Post by Ian Chen Mon Mar 08, 2010 8:40 am

When it comes to “Marketing”, typically, most people think about strategies to sell goods or services to customers; however, Dr. Roland Rust, a professor at the University of Maryland, has a new outlook to offer. In his famous writing published by Harvard Business Review, he describes how marketing strategies today should be revised according to the current competitive markets.

Cultivating customers

Processes such as pushing new products to customer and measuring performance by aggregate sales are now considered outdated styles of developing marketing strategies. Dr. Rust focuses less on selling products and more on maximizing customer lifetime value
(CLV http://en.wikipedia.org/wiki/Customer_lifetime_value for more info.)
Instead of depending on traditional marketing strategies, Rust explains that companies should be more customer-cultivating. This means that companies must build stronger relationships with their customers and meet customer needs via two-way communication. With this, a company’s long-term value can be raised. However, before cultivating customers, a wide range of data is required, and there are many challenging problems firms are confronted with in order to manage and control customer information. Thanks to IT technology today, we can already maintain customer relationship by several integrated CRM systems.


Reinventing marketing

Dr. Rust also describes how the customer-oriented architecture should be set up for large B2B or B2C companies.

1. As customer relationships evolve over time, they can be handed off to different parts of the organization. By doing this, the company ensures its future value and prospect.
2. Analyzing customer behavior and customizing offerings are essential parts of customer-based marketing strategies.
3. Extend existing customers’ spending ability to a trusted circle of family members or partners. This will, in turn, bring in more potential new customers.
4. Capitalize on customer’s life events and make both the customers and merchants winners in their respective network.

DATA SUPPLIED:
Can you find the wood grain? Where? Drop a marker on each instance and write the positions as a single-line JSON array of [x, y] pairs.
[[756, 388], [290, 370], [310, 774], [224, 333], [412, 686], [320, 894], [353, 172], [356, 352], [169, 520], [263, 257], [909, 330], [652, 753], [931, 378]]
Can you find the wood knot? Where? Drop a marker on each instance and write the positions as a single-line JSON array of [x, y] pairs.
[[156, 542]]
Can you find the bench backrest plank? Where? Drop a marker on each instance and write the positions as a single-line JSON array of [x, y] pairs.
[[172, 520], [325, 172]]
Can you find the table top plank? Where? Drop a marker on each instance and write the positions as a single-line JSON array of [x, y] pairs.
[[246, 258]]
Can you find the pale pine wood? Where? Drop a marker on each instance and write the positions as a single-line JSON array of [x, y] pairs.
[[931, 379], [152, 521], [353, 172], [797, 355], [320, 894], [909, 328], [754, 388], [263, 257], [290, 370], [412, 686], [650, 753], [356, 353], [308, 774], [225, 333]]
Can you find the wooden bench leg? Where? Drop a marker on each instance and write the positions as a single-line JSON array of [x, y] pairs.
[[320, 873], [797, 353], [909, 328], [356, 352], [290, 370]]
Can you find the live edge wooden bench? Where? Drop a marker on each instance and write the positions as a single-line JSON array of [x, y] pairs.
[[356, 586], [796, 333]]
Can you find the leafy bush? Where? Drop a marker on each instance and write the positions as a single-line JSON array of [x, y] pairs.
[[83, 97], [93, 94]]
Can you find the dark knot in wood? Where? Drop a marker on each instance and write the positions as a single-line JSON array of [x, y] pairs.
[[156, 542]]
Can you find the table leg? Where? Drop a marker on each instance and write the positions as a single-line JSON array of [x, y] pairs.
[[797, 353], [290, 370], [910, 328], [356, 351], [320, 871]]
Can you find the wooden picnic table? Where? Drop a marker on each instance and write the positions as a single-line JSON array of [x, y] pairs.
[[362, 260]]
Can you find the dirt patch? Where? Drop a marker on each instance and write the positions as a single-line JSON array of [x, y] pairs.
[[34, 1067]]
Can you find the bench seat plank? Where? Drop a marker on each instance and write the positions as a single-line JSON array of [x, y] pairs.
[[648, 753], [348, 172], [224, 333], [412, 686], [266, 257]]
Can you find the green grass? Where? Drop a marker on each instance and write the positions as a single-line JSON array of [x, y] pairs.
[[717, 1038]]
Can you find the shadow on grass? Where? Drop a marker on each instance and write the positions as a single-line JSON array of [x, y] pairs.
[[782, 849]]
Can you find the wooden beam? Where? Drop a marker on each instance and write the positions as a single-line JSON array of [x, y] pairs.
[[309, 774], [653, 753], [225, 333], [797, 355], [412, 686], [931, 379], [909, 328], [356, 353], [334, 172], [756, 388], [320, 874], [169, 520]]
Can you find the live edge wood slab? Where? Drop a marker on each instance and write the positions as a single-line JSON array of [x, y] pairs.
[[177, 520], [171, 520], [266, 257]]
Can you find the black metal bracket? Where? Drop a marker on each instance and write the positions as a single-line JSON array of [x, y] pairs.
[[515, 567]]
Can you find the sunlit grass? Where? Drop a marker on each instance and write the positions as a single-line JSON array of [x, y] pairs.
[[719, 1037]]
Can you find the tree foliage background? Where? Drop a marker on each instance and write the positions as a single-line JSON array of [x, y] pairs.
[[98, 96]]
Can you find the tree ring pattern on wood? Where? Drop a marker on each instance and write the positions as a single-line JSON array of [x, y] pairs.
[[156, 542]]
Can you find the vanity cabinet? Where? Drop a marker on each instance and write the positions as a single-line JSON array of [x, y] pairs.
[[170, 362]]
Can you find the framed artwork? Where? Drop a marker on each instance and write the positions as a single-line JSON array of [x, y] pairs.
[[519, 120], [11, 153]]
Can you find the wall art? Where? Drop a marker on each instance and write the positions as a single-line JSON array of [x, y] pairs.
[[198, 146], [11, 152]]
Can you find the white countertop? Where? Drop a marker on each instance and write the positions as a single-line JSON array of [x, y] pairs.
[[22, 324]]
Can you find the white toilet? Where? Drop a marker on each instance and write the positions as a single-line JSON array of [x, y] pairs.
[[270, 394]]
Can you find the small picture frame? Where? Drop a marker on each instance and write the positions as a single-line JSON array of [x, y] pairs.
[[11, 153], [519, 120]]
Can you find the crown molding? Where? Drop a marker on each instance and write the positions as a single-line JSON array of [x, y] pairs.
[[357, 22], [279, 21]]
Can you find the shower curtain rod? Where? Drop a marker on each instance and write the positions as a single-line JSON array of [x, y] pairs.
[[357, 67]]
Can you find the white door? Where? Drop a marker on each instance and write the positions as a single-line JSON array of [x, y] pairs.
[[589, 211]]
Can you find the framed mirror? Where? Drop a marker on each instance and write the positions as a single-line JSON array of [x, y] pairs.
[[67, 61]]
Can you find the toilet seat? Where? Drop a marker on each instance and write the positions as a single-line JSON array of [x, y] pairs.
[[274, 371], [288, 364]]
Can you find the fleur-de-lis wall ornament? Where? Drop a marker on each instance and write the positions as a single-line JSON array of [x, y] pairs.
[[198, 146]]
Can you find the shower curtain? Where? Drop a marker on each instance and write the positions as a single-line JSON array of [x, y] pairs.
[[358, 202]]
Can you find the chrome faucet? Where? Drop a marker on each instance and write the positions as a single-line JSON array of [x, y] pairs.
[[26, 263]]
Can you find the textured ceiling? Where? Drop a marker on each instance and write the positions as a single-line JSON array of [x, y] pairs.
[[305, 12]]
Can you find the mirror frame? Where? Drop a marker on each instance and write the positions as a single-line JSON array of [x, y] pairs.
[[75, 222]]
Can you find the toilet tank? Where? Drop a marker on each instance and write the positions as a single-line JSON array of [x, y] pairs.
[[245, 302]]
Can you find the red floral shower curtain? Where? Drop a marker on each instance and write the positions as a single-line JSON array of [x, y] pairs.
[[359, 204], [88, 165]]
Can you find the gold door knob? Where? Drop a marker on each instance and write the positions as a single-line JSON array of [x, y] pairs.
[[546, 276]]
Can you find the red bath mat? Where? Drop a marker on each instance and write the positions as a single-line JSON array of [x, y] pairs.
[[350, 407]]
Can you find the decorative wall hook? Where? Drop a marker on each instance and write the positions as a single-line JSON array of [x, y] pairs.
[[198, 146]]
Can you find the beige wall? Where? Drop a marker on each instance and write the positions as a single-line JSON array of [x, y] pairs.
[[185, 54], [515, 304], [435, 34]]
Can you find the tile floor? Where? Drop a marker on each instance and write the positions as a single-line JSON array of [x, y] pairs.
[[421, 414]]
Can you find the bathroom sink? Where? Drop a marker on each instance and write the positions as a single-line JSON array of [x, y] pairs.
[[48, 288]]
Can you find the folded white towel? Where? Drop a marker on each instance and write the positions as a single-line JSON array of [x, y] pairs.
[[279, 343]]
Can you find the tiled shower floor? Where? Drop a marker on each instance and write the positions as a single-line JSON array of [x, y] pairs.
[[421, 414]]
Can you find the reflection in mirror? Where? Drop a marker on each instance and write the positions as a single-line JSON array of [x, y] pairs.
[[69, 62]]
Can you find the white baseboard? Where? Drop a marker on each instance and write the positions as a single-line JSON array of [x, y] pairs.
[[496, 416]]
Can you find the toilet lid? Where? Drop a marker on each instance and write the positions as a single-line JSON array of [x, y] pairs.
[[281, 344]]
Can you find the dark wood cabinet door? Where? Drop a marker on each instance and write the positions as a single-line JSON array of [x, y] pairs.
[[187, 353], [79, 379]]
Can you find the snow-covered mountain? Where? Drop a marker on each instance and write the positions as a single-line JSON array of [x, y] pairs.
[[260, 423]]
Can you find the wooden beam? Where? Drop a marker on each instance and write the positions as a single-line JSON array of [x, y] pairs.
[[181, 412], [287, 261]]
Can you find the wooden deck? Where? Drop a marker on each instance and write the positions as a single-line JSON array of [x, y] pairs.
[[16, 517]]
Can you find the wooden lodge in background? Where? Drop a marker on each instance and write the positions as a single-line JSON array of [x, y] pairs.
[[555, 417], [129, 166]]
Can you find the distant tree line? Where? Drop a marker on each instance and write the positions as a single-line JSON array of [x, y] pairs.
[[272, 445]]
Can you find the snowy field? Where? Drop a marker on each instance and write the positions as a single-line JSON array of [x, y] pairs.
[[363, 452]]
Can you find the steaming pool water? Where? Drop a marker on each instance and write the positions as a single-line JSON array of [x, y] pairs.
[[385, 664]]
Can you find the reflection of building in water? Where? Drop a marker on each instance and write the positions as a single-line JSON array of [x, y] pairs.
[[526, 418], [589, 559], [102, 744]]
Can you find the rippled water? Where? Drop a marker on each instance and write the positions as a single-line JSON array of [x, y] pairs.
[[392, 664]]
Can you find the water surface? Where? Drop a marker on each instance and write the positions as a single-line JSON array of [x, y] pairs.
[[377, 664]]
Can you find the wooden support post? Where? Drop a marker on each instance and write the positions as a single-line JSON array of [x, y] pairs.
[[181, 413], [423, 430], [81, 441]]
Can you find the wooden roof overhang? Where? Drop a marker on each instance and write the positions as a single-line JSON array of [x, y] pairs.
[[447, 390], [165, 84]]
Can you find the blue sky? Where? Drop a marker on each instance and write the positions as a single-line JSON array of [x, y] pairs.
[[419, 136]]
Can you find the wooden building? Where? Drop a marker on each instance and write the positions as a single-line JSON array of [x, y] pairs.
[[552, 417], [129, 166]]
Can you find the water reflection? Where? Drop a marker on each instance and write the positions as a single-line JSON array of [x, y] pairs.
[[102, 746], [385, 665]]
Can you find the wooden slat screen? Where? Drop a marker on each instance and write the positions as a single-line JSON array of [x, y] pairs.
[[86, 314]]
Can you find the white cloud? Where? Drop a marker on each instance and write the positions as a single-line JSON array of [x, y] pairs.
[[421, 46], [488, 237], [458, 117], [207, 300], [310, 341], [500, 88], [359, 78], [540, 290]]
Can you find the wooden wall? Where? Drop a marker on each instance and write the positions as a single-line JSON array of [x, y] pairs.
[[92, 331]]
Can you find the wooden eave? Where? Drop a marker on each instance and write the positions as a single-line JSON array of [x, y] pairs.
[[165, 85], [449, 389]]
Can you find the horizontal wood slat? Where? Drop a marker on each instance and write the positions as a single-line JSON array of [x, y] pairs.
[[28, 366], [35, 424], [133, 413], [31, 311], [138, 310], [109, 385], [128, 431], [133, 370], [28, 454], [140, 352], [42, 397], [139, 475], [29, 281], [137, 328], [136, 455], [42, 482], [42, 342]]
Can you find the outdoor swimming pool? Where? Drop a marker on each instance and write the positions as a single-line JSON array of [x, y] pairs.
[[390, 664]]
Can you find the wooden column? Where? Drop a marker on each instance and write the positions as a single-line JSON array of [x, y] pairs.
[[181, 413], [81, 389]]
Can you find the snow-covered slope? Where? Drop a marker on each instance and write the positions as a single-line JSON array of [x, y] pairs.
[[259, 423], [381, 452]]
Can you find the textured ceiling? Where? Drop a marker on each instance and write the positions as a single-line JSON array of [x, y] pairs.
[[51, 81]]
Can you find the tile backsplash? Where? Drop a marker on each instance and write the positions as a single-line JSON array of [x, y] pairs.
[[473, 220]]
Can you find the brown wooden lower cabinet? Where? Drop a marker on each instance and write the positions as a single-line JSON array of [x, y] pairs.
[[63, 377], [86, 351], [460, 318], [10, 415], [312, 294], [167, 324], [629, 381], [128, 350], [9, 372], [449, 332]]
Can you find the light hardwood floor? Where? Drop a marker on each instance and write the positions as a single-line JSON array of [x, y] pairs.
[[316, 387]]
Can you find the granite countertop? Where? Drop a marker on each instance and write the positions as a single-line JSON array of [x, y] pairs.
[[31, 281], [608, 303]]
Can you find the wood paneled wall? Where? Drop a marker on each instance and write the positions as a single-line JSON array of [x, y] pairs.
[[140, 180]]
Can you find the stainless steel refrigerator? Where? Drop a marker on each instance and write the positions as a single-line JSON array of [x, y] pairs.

TASK INSTRUCTIONS:
#1 In the marketing post, what are the numbered points under "Reinventing marketing"? Give the first sentence of each.
#2 Could you reproduce the lines of the records between the line holding "Can you find the blue" and the line holding "482], [42, 342]]", inclusive, with no change to a single character?

RESPONSES BY TASK:
#1
1. As customer relationships evolve over time, they can be handed off to different parts of the organization.
2. Analyzing customer behavior and customizing offerings are essential parts of customer-based marketing strategies.
3. Extend existing customers’ spending ability to a trusted circle of family members or partners.
4. Capitalize on customer’s life events and make both the customers and merchants winners in their respective network.

#2
Can you find the blue sky? Where? Drop a marker on each instance and write the positions as a single-line JSON array of [x, y] pairs.
[[419, 136]]
Can you find the wooden building? Where? Drop a marker on each instance and write the positions as a single-line JSON array of [x, y] pairs.
[[552, 417], [129, 166]]
Can you find the water reflection? Where? Drop a marker on each instance and write the positions as a single-line JSON array of [x, y] pairs.
[[102, 746], [385, 665]]
Can you find the wooden slat screen? Where? Drop a marker on each instance and write the positions as a single-line JSON array of [x, y] pairs.
[[86, 314]]
Can you find the white cloud? Where? Drop a marker on each instance and write the positions as a single-line JSON array of [x, y] pairs.
[[421, 46], [488, 237], [458, 117], [207, 300], [310, 341], [500, 88], [359, 78], [540, 290]]
Can you find the wooden wall? Where? Drop a marker on each instance and write the positions as a single-line JSON array of [x, y] pairs.
[[92, 331]]
Can you find the wooden eave? Where? Drop a marker on each instance and write the positions as a single-line JSON array of [x, y] pairs.
[[165, 85], [449, 389]]
Can you find the horizontal wood slat? Where? Drop a marker on each instance and write the positions as a single-line JSON array of [x, y] pairs.
[[28, 366], [35, 424], [133, 413], [31, 311], [138, 310], [109, 385], [128, 431], [133, 370], [28, 454], [140, 352], [42, 397], [139, 475], [29, 281], [137, 328], [136, 455], [42, 482], [42, 342]]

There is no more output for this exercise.